━━ Data extract ━━
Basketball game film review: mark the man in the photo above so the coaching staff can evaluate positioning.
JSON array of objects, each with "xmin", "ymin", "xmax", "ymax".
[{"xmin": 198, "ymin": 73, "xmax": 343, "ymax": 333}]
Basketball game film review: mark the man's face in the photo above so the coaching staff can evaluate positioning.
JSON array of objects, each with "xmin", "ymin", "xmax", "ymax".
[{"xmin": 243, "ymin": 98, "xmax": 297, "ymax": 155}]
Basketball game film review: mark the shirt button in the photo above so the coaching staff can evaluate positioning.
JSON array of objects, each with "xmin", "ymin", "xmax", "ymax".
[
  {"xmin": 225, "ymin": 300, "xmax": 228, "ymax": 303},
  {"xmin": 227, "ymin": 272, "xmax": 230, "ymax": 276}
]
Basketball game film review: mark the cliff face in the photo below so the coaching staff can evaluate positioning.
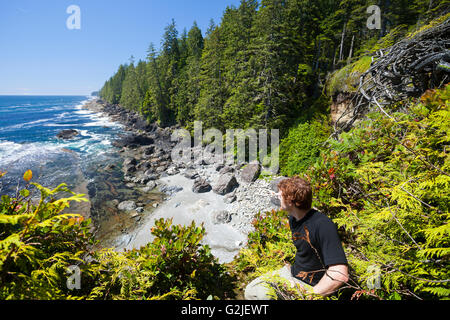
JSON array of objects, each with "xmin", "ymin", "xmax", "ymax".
[
  {"xmin": 330, "ymin": 92, "xmax": 355, "ymax": 127},
  {"xmin": 327, "ymin": 59, "xmax": 370, "ymax": 129}
]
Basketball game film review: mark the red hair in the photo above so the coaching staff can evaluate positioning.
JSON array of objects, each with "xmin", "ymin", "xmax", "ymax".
[{"xmin": 278, "ymin": 176, "xmax": 312, "ymax": 210}]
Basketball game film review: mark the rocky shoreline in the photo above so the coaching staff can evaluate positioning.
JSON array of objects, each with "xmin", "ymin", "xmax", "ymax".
[{"xmin": 82, "ymin": 98, "xmax": 285, "ymax": 262}]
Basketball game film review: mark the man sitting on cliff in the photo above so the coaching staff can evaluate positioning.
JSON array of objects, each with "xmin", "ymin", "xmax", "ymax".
[{"xmin": 244, "ymin": 176, "xmax": 349, "ymax": 299}]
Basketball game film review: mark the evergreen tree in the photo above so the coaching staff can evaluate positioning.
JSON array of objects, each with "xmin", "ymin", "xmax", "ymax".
[
  {"xmin": 194, "ymin": 15, "xmax": 227, "ymax": 130},
  {"xmin": 142, "ymin": 43, "xmax": 167, "ymax": 124},
  {"xmin": 98, "ymin": 0, "xmax": 447, "ymax": 133},
  {"xmin": 176, "ymin": 22, "xmax": 204, "ymax": 126}
]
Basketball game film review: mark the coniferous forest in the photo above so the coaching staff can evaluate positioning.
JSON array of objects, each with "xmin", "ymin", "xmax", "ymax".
[
  {"xmin": 1, "ymin": 0, "xmax": 449, "ymax": 301},
  {"xmin": 100, "ymin": 0, "xmax": 447, "ymax": 133}
]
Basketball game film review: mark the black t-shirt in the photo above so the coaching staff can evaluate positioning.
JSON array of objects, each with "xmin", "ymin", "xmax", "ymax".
[{"xmin": 289, "ymin": 209, "xmax": 347, "ymax": 286}]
━━━
The task. Produce the lines from the first line of the entries through the line that contains "Basketball game film review: mark the evergreen", exactly, leaving the pictures behind.

Worked solution.
Basketball game film review: mark the man in the photo above so the coaching staff can evaluate positioning.
JSON array of objects, each with "xmin", "ymin", "xmax", "ymax".
[{"xmin": 198, "ymin": 73, "xmax": 343, "ymax": 333}]
Basketball game film review: mark the man's face in the photo above so the coaching staff can evaluate positioning.
JSON array of objects, each with "xmin", "ymin", "xmax", "ymax".
[{"xmin": 243, "ymin": 98, "xmax": 297, "ymax": 155}]
Basketball game film review: mark the shirt button in the photo above so the coaching staff can evaluate positioning.
JSON array of objects, each with "xmin", "ymin", "xmax", "ymax".
[
  {"xmin": 225, "ymin": 300, "xmax": 228, "ymax": 303},
  {"xmin": 227, "ymin": 272, "xmax": 230, "ymax": 276}
]
Basketball game film review: mark the cliff face in the photo below so the coaching staff can evaluate positioning.
JSON array of objects, each with "xmin", "ymin", "xmax", "ymax".
[
  {"xmin": 330, "ymin": 92, "xmax": 355, "ymax": 127},
  {"xmin": 327, "ymin": 59, "xmax": 370, "ymax": 129}
]
Basketball game film review: mark the red hair in the photo above so the coaching staff can evaluate positioning.
JSON array of objects, each with "xmin", "ymin", "xmax", "ymax".
[{"xmin": 278, "ymin": 176, "xmax": 312, "ymax": 210}]
Basketball game film review: mark the rocky shoreline in the photo above so the coaching staff can evaluate positioning.
JSON array of objects, each with "xmin", "ymin", "xmax", "ymax".
[{"xmin": 82, "ymin": 98, "xmax": 285, "ymax": 262}]
Basketball game film review: mark the man sitting on cliff in the photo above so the coaching staff can evaluate positioning.
JSON array of objects, each with "xmin", "ymin", "xmax", "ymax".
[{"xmin": 244, "ymin": 176, "xmax": 349, "ymax": 299}]
Basketball game film review: mark the evergreen tree in the photo above so the coaching staff can evaluate positioning.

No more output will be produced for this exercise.